Exercise tasks:
1. Answer these questions using the pumpkin pasties recipe.
(a) What total time does the recipe list?
(b) To what temperature should the oven be heated?
(c) How thin should the dough be rolled?
2. Output the part of the pumpkin pasties recipe that starts at "1 box frozen" and ends at "spices in a bowl.", with no changes.
3. Carry on the pumpkin pasties recipe from its last step.

[START OF Selected extract]

Pumpkin Pasties image

Make and share this Pumpkin Pasties recipe from Food.com.

Provided by yooper

Categories     Dessert

Time 1h

Yield 4 serving(s)

Number Of Ingredients 8

1 box frozen puff pastry
1 cup canned pumpkin
1/2 cup light brown sugar
1 teaspoon cinnamon
1/4 teaspoon ground cloves
1/4 teaspoon ground ginger
1/8 teaspoon ground nutmeg
1 egg, beaten,to use for an egg wash on pastry dough

Steps:

  • Place oven rack in center of oven and heat to 375.
  • Thaw one sheet of frozen puff pastry dough for about 30 minutes, until flexible but still cold.
  • Combine pumpkin, sugar and spices in a bowl.
  • Set aside while preparing dough.
  • Roll out dough until thin, about 1/16-inch, and cut into four large circles.

[END OF Selected extract]
[START OF Information supplied]

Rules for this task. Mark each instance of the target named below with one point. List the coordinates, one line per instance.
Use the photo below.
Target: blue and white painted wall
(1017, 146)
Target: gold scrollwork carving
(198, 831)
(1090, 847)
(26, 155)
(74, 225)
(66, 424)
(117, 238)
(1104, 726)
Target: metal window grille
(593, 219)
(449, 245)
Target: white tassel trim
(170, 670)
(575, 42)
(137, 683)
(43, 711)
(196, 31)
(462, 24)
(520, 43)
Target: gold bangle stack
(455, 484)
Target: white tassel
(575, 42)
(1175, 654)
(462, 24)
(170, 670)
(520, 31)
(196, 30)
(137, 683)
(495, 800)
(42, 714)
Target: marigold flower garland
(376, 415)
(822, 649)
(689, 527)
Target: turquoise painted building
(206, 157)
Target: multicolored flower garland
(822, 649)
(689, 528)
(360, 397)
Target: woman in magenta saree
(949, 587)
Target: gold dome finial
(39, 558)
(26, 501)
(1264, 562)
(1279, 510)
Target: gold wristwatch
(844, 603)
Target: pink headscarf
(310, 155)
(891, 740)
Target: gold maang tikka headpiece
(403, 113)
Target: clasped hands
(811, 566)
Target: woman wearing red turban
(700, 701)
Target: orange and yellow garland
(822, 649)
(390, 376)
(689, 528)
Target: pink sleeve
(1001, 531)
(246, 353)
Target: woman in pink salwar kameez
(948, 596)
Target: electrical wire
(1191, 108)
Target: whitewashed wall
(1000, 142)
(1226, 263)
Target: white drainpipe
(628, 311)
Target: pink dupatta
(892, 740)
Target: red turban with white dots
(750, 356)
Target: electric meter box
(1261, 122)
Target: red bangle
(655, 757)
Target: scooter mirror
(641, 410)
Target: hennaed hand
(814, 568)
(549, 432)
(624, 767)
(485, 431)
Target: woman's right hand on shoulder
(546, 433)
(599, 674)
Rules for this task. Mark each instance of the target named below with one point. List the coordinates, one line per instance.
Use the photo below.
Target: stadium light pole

[END OF Information supplied]

Responses to the exercise:
1.
(a) 1h
(b) 375
(c) About 1/16-inch

2.
1 box frozen puff pastry
1 cup canned pumpkin
1/2 cup light brown sugar
1 teaspoon cinnamon
1/4 teaspoon ground cloves
1/4 teaspoon ground ginger
1/8 teaspoon ground nutmeg
1 egg, beaten,to use for an egg wash on pastry dough

Steps:

  • Place oven rack in center of oven and heat to 375.
  • Thaw one sheet of frozen puff pastry dough for about 30 minutes, until flexible but still cold.
  • Combine pumpkin, sugar and spices in a bowl.

3.
  • Using your fingertips or a pastry brush, brush around edges of each circle with beaten egg.
  • Spoon about 2-3 tablespoons of pumpkin mixture into centers of circles.
  • Fold circles in half to cover mixture and seal the edges by crimping with a fork (dip fork in cold water each time to keep from sticking.) Brush tops of pasties with remaining beaten egg and sprinkle with a little granulated sugar.
  • Place on ungreased cookie sheet and bake for 25-30 minutes in the center of oven until golden.
  • May be eaten warm or cold.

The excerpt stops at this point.